▶ **Given exercise**
The records underneath are to be repeated exactly, with the pictures left out.

• • •

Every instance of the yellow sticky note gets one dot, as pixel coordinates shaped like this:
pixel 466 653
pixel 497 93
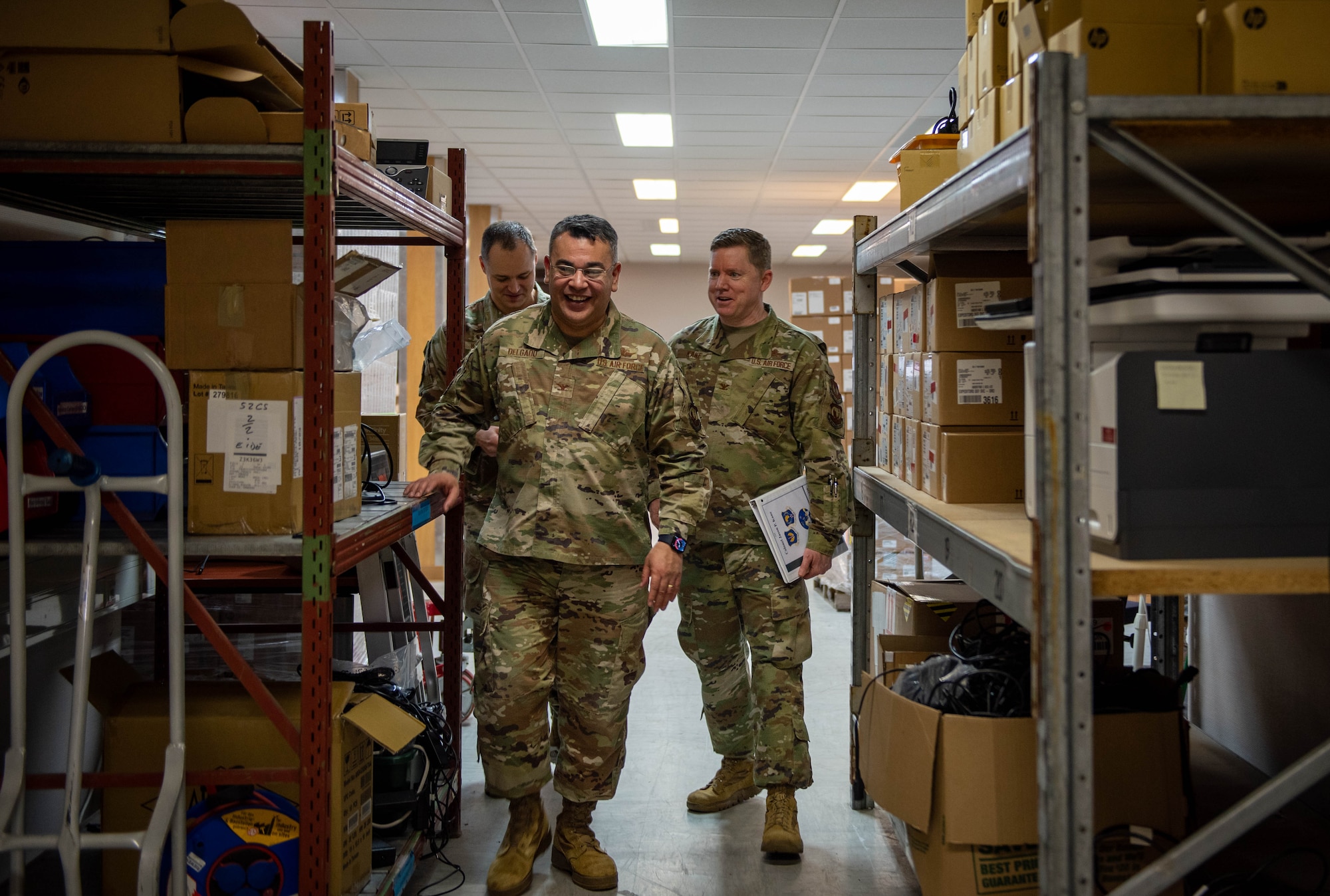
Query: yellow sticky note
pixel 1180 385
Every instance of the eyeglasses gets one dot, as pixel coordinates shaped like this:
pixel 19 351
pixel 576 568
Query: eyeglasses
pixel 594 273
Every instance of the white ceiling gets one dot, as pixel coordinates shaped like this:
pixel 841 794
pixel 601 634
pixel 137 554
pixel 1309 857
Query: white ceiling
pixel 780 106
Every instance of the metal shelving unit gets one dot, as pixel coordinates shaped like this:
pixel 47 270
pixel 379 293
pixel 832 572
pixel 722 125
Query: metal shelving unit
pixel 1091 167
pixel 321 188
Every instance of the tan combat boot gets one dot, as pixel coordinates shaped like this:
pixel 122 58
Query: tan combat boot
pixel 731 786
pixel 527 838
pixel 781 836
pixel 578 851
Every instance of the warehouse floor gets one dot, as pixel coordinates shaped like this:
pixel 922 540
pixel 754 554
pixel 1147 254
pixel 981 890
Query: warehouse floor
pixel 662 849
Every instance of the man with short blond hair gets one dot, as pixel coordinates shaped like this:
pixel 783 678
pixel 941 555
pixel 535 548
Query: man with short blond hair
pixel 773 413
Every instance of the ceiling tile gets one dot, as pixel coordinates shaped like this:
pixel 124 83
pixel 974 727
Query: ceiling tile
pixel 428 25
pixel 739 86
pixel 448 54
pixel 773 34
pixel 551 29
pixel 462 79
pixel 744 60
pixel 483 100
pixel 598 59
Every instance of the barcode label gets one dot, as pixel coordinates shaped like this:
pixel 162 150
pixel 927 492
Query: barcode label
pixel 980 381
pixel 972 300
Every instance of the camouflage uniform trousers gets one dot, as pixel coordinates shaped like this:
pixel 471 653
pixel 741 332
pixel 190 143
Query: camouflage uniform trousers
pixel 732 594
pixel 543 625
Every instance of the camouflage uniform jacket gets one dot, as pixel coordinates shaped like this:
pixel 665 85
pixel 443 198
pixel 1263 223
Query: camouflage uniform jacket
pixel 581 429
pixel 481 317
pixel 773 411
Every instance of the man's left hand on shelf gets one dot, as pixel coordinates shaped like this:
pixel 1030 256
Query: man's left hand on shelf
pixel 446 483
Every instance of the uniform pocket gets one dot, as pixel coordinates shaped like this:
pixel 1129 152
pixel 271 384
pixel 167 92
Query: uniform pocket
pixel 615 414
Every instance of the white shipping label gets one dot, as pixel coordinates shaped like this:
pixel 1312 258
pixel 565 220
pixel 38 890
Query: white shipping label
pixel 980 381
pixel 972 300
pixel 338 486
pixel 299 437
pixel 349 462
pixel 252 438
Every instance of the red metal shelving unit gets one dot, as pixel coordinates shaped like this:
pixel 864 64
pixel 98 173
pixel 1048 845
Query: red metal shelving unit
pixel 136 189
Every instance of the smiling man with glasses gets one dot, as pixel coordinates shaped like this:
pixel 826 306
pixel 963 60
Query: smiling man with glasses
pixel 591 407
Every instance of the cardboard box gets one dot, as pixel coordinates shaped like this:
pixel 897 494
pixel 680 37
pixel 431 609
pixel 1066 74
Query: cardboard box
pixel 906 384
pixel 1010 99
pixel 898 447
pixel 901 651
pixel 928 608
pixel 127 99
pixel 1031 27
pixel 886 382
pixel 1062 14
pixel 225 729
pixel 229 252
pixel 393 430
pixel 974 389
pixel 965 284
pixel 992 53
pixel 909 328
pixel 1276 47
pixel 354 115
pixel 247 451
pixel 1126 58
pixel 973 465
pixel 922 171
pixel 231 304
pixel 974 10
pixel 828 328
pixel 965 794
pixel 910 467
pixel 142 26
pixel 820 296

• • •

▶ **Finished answer**
Every instance of the yellow sticky note gets one dot, as pixel coordinates shaped like this:
pixel 466 653
pixel 497 93
Query: yellow sticky note
pixel 1180 385
Every instance of the eyeglasses gets one dot, as pixel coordinates shaped like this:
pixel 19 351
pixel 576 568
Query: eyeglasses
pixel 594 273
Every instance of the white ceiling gets one dot, as pixel coordinates shaped like this:
pixel 841 794
pixel 601 634
pixel 137 554
pixel 1309 857
Query: white ceiling
pixel 780 106
Every instance of the metal shelving unit gets one dot, as pixel coordinates shaped like this:
pixel 47 270
pixel 379 293
pixel 832 572
pixel 722 125
Query: metal shelving unit
pixel 1091 167
pixel 321 188
Every instance of the tan combat boot gets one dot, as pixel coordinates shaped like this:
pixel 122 58
Query: tan combat boot
pixel 731 786
pixel 527 838
pixel 781 836
pixel 578 851
Every instance of the warehouse floor gets one dot, as pixel coordinates shaped like this:
pixel 922 540
pixel 754 554
pixel 1147 254
pixel 981 890
Query: warehouse floor
pixel 662 849
Every instance of the man with short blond hair gets one dot, as pixel coordinates shaped like this:
pixel 783 678
pixel 941 555
pixel 535 548
Query: man with short blond hair
pixel 773 413
Every instance of the ceiling tile gets one dot, as pixel coordinates shaped like this:
pixel 124 83
pixel 974 727
Query: ceiling tile
pixel 428 25
pixel 739 86
pixel 448 54
pixel 773 34
pixel 551 29
pixel 462 79
pixel 744 60
pixel 483 100
pixel 598 59
Every instance of the barcode label gets one dot, as pixel coordinates shaped like this:
pixel 162 150
pixel 927 492
Query: barcode label
pixel 980 381
pixel 972 300
Every instance of the camouflage uniform trousers gets one dot, as pixel coordinates shaped like this:
pixel 471 653
pixel 741 332
pixel 190 143
Query: camouflage uniform trousers
pixel 732 594
pixel 543 625
Every instance of the camouflage uniform jacket gets one dot, as pixel coordinates shaped like this:
pixel 665 85
pixel 443 198
pixel 1263 223
Query: camouflage uniform jacket
pixel 581 429
pixel 481 317
pixel 773 411
Every instance of the man's left hand on shelf gets one dot, as pixel coordinates shaped like this:
pixel 1030 256
Query: man's left hand on shelf
pixel 446 483
Every instance of the uniform pocket gets one dot, as pixel coordinates shaped like this:
pixel 1129 152
pixel 271 384
pixel 167 92
Query: uniform pocket
pixel 615 414
Every instance of the white shipping label gets one dot, as pixel coordinates shaped like this:
pixel 1312 258
pixel 565 220
pixel 38 890
Query: white shipping label
pixel 980 381
pixel 972 300
pixel 338 486
pixel 299 437
pixel 349 462
pixel 252 438
Every instance of the red metal shelving unit gets one dot, as pixel coordinates shaped like this:
pixel 864 64
pixel 98 173
pixel 1048 845
Query: red metal shelving unit
pixel 136 189
Every instance of the smiling man with glasses gets one dot, as pixel coordinates shaped like this:
pixel 826 306
pixel 963 60
Query: smiling man with glasses
pixel 591 407
Every instance of the cardboard box gets one dot, as pixel coordinates shaped like this:
pixel 897 494
pixel 680 37
pixel 431 609
pixel 1066 74
Query: cardboard box
pixel 906 384
pixel 1010 99
pixel 898 447
pixel 901 651
pixel 928 608
pixel 127 99
pixel 1031 27
pixel 886 382
pixel 1062 14
pixel 225 729
pixel 229 252
pixel 393 430
pixel 974 389
pixel 965 284
pixel 992 53
pixel 909 328
pixel 1276 47
pixel 354 115
pixel 247 451
pixel 1126 58
pixel 973 465
pixel 922 171
pixel 231 304
pixel 974 10
pixel 828 328
pixel 965 794
pixel 910 467
pixel 142 26
pixel 820 296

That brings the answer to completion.